● Tarefa proposta 1
Segundo o texto sobre a visita do deputado alemão, desde que ano Martin Häusling é deputado no Parlamento Europeu?
● Tarefa proposta 2
Copie do texto sobre a visita do deputado alemão o trecho que começa nas palavras "Häusling atua, há" e termina depois de "recentemente na Alemanha.".

● Trecho do documento
•••••

Deputado alemão visita degradação socioambiental da soja no Matopiba e práticas agroecológicas no Norte e no Sul do país

Martin Häusling visita o Brasil para conhecer projetos agrícolas

Deputado no Parlamento Europeu desde 2009, o alemão Martin Häusling, do Partido Verde, está visitando o Brasil no final de outubro. Estará presente em pelo menos dois estados, onde pretende visitar especialmente áreas onde a expansão da produção de soja e eucalipto vem causando forte impacto socioambiental. O deputado também vai se encontrar com lideranças de movimentos, povos e comunidades tradicionais para conhecer iniciativas de agroecologia.

Häusling atua, há anos, na defesa da agricultura orgânica e de formas mais sustentáveis de agricultura. Nesta entrevista, ele fala sobre a expectativa das visitas em território brasileiro. Fala também do debate na Europa sobre a indústria da carne brasileira, e sobre o resultado das eleições realizadas recentemente na Alemanha.

•••••

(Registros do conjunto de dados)

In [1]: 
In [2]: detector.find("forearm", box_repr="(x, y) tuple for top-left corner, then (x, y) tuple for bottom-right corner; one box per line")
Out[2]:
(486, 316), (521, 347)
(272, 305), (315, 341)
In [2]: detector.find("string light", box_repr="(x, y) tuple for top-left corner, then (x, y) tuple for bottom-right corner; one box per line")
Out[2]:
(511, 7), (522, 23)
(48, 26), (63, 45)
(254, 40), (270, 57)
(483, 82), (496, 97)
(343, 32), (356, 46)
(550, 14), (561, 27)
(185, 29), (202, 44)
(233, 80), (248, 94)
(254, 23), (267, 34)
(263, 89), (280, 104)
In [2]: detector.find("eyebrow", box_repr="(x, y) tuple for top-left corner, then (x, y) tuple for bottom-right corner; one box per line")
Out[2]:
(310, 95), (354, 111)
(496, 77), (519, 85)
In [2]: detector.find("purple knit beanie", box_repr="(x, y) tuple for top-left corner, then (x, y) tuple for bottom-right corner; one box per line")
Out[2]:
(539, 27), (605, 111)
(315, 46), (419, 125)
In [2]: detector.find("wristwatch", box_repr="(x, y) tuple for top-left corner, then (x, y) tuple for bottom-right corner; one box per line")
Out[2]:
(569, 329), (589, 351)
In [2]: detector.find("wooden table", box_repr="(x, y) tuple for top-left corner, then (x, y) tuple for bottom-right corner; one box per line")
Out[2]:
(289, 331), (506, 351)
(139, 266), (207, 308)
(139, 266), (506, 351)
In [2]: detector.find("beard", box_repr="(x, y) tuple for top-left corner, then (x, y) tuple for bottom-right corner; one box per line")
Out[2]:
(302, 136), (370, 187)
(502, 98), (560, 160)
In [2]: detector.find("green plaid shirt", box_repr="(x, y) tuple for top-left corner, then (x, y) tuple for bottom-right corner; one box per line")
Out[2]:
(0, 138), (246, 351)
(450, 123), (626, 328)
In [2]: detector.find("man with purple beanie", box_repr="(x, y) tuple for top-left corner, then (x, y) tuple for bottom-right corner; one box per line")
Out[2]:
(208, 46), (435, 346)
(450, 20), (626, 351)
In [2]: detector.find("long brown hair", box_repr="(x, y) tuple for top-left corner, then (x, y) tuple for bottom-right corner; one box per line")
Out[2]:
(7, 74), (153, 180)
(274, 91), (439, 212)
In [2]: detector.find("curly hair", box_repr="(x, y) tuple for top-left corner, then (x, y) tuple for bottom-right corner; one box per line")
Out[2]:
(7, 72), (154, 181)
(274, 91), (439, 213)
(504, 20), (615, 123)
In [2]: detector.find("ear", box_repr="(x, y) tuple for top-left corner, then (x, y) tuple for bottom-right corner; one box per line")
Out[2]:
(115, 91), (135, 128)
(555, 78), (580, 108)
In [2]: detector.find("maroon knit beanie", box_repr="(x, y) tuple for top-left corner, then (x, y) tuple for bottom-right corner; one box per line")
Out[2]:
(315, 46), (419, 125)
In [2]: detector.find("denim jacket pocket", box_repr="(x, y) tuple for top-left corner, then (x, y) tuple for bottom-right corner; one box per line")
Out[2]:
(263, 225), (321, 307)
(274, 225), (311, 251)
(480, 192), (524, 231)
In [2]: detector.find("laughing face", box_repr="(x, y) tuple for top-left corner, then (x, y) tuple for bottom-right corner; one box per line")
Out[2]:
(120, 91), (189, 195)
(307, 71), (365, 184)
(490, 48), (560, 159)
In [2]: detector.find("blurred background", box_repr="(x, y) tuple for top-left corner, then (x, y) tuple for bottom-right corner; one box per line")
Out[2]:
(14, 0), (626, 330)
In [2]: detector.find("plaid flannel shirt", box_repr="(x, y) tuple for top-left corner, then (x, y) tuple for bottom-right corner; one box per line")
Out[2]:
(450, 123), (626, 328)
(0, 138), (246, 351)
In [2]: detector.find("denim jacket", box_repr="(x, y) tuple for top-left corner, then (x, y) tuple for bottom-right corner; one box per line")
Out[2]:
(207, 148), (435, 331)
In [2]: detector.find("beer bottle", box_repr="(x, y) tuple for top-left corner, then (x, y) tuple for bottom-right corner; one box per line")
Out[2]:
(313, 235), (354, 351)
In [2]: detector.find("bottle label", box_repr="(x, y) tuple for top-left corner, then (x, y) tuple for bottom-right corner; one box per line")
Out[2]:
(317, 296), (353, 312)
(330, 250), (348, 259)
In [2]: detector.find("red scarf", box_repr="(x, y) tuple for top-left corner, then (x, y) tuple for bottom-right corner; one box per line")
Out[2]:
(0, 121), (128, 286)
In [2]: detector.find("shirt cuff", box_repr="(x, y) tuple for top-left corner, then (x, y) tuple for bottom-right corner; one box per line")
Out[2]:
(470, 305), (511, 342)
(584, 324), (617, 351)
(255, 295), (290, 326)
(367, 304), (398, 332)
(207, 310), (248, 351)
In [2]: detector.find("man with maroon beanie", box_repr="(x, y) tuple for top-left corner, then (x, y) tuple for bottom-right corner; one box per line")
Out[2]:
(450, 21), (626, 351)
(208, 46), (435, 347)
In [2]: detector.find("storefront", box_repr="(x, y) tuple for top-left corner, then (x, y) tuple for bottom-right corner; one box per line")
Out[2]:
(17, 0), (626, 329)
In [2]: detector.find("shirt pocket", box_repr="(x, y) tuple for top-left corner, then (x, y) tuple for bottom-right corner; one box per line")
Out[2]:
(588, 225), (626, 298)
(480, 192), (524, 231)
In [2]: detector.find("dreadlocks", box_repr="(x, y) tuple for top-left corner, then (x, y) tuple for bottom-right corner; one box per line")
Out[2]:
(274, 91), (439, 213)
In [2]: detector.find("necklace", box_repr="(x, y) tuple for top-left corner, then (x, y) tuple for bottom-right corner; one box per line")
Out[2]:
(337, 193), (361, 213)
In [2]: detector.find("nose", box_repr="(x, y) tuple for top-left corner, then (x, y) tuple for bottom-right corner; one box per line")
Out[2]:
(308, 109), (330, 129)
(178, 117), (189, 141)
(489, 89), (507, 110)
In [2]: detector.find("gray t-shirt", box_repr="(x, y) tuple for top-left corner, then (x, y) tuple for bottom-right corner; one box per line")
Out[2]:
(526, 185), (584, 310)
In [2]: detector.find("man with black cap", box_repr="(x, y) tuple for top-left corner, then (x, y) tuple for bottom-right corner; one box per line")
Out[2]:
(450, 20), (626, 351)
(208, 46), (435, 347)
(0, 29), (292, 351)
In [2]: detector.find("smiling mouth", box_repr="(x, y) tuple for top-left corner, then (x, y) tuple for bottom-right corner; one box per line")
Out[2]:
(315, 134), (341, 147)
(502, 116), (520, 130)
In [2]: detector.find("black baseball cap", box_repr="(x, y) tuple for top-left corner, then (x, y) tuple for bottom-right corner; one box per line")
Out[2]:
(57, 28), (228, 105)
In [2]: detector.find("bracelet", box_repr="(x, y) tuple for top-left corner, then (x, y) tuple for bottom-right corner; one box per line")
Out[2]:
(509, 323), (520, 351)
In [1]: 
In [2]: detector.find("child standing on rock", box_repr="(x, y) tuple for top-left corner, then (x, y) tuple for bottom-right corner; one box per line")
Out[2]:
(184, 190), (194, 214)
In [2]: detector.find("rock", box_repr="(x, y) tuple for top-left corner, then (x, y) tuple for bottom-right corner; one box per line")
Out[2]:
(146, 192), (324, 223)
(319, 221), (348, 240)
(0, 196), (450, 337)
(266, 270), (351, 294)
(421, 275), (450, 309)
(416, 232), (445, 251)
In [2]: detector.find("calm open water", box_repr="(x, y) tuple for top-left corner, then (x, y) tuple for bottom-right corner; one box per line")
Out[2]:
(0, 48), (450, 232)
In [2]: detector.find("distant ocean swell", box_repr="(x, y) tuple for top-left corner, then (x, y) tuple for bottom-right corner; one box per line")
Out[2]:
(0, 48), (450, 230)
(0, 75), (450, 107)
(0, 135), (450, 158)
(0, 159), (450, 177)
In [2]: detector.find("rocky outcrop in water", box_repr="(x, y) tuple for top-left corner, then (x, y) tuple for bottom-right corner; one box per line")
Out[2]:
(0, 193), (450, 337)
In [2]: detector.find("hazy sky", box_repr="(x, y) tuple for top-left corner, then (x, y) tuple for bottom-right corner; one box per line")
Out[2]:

•••••

● Solução do problema 1
Desde 2009.

● Solução do problema 2
Häusling atua, há anos, na defesa da agricultura orgânica e de formas mais sustentáveis de agricultura. Nesta entrevista, ele fala sobre a expectativa das visitas em território brasileiro. Fala também do debate na Europa sobre a indústria da carne brasileira, e sobre o resultado das eleições realizadas recentemente na Alemanha.